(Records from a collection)
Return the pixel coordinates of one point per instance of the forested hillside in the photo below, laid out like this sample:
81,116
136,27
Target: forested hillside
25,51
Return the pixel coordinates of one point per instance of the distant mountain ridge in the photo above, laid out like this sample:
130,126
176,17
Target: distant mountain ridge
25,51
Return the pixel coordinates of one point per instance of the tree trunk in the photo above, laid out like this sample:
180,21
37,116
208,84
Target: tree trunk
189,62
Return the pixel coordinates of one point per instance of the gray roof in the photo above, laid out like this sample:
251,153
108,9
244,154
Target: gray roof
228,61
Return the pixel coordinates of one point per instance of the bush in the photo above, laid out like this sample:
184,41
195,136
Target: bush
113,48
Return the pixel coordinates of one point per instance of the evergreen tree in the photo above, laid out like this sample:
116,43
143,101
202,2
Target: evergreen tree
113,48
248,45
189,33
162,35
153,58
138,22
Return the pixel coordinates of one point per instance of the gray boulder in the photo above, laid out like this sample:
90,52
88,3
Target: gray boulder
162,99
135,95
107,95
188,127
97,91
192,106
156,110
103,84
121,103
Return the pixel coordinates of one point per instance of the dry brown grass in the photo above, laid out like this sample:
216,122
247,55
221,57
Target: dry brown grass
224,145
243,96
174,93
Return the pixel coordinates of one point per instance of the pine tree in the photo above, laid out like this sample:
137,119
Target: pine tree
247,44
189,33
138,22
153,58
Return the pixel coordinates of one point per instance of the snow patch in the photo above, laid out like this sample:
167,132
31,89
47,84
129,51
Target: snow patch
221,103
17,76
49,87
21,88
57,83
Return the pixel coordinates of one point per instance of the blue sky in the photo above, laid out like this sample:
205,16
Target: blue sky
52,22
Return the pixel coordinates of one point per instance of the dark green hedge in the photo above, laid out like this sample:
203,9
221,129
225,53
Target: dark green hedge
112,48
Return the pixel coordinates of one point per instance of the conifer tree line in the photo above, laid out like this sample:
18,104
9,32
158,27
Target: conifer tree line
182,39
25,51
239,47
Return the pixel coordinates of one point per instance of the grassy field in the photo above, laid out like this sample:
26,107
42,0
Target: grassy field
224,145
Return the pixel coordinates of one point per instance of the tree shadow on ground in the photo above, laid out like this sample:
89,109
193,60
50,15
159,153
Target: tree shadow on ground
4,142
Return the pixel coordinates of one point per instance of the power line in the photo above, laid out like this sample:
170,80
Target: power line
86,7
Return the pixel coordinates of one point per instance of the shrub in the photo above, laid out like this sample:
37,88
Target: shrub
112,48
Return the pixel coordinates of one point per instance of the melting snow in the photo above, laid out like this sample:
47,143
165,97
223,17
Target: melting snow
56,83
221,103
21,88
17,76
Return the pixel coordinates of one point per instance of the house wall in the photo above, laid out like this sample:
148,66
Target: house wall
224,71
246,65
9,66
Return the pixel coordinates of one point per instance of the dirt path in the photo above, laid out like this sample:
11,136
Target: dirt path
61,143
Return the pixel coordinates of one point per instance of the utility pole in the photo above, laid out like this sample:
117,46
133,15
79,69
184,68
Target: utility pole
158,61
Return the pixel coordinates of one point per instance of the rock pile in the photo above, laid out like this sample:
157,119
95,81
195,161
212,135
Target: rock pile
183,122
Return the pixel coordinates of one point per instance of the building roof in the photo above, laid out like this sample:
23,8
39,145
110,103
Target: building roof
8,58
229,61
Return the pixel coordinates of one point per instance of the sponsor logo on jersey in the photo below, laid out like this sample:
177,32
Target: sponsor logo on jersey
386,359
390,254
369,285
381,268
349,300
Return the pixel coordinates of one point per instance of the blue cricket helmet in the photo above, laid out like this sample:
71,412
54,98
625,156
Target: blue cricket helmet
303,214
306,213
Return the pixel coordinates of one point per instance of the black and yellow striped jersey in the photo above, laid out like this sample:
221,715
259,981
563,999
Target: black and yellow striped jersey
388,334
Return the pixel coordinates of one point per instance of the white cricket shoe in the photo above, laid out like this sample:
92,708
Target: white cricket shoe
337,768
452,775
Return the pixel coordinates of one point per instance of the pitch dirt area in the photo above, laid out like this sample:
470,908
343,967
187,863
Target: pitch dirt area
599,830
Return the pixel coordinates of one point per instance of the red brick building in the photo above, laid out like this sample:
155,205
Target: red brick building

Given request = Output the line that contains "of the white", followed by every later line in the listing, with no line omitted and none added.

Final answer =
Return the pixel coordinates of one point per instance of the white cricket shoe in the photo above, laid out like this sample:
92,708
Target: white cricket shoe
337,768
452,775
Return the pixel coordinates of one point per instance of the pitch dirt area in the photo above, laid out like this sample:
470,908
343,967
187,863
Target: pitch dirt area
599,830
Return the pixel coordinates of one point per instance of the red brick building in the photo above, laid out like this sample:
155,205
Target: red brick building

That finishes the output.